Data →

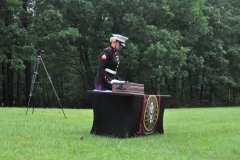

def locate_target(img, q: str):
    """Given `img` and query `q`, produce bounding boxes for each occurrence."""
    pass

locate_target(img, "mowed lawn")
[0,107,239,160]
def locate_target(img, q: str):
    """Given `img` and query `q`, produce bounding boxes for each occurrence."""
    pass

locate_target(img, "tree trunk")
[43,81,46,107]
[228,88,230,106]
[190,82,193,107]
[200,83,204,105]
[7,54,14,107]
[22,0,31,106]
[22,0,28,28]
[181,78,185,107]
[60,69,64,99]
[211,86,215,107]
[24,61,31,106]
[233,91,236,106]
[17,70,20,106]
[1,64,6,106]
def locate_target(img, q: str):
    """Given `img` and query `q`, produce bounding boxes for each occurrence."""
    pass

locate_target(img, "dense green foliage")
[0,0,240,108]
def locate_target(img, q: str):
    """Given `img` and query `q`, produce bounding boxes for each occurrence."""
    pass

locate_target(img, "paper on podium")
[110,79,125,84]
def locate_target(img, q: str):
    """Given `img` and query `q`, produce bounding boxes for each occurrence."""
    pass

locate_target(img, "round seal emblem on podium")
[142,95,159,134]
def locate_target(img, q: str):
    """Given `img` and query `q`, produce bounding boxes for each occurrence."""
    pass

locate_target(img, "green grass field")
[0,107,239,160]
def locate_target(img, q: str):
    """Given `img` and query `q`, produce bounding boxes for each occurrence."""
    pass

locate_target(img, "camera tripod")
[26,49,67,119]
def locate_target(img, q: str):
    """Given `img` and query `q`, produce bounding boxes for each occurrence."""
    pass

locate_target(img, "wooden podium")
[87,90,170,138]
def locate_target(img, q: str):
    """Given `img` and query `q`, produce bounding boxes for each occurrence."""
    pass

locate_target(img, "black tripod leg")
[26,58,40,115]
[40,58,67,119]
[32,94,37,114]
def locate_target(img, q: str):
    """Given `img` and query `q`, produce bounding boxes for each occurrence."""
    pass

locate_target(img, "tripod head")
[36,49,44,58]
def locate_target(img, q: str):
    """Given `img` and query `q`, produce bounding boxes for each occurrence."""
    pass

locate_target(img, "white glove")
[110,79,125,84]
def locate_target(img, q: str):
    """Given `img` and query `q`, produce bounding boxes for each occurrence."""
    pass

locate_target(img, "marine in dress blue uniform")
[94,34,128,90]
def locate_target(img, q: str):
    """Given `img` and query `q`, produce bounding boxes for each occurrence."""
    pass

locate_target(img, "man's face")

Task statement → Copy the records above precisely, and leave every image out of the copy.

Answer space →
def locate_target(img, q: str):
    """Given `img` and query `q`, produce bounding boxes for each occurrence."""
    pass

locate_target(img, "mowed lawn")
[0,107,239,160]
def locate_target(img, q: str):
    """Given `img` and query `q`, produce bounding boxes for each occurrence."""
    pass

locate_target(img, "tree trunk")
[43,81,46,107]
[228,88,230,106]
[190,82,193,107]
[200,83,204,105]
[7,54,14,107]
[22,0,31,106]
[22,0,28,28]
[181,78,185,107]
[60,69,64,99]
[211,86,215,107]
[24,61,31,106]
[233,91,236,106]
[17,70,20,106]
[1,64,6,106]
def locate_target(img, q: str):
    """Given `img` and query `q`, produce bounding boxes for each occurrence."""
    pass

locate_target(img, "dense green foliage")
[0,0,240,108]
def locate_target(img, q: str):
    """Given `img` and query `q`, produce bounding boxes for each occurrence."""
    pass

locate_target(img, "paper on podium")
[110,79,125,84]
def locate_target(img, q: str):
    """Given `img` and query `q`, produce bounding boxes for each occurrence."""
    pass

locate_target(img, "round seal emblem on podium")
[142,95,159,134]
def locate_target(img, q: str):
    """Given `img` and query `q`, produce bounding boxes for each occurrence."""
    pass

locate_target(img, "green grass field")
[0,107,239,160]
def locate_target(img, q: str):
    """Given `img` and query `q`, produce bounding boxes for each occurrence."""
    pass

locate_target(img, "camera tripod")
[26,49,67,119]
def locate_target(img, q: str):
    """Given `img` and query `q`, produce bounding boxes for each occurrence."""
    pass

locate_target(img, "wooden podium")
[87,90,170,138]
def locate_target(img, q: str):
    """Given `img` and query `q`, produce bounding boxes for each occurrence."""
    pass

locate_target(img, "black tripod leg")
[26,58,40,115]
[40,58,67,119]
[32,94,37,114]
def locate_target(img, q: str):
    """Given `img` and query `q`, produce bounding boxes for each occurrence."""
    pass

locate_target(img, "tripod head")
[36,49,44,58]
def locate_target(img, q: str):
    """Given `img` and query `q`, produce bounding boxes for each occurrence."""
    pass

locate_target(img, "white glove")
[110,79,125,84]
def locate_target(img, q: str):
    """Given `img` and query `q`, produce bounding boxes for each occurrence."""
    pass

locate_target(img, "marine in dress blue uniform")
[94,34,128,90]
def locate_target(img, q: str):
    """Given `img` and query `q`, produce bounding boxes for each occurrence."""
    pass

locate_target(img, "man's face")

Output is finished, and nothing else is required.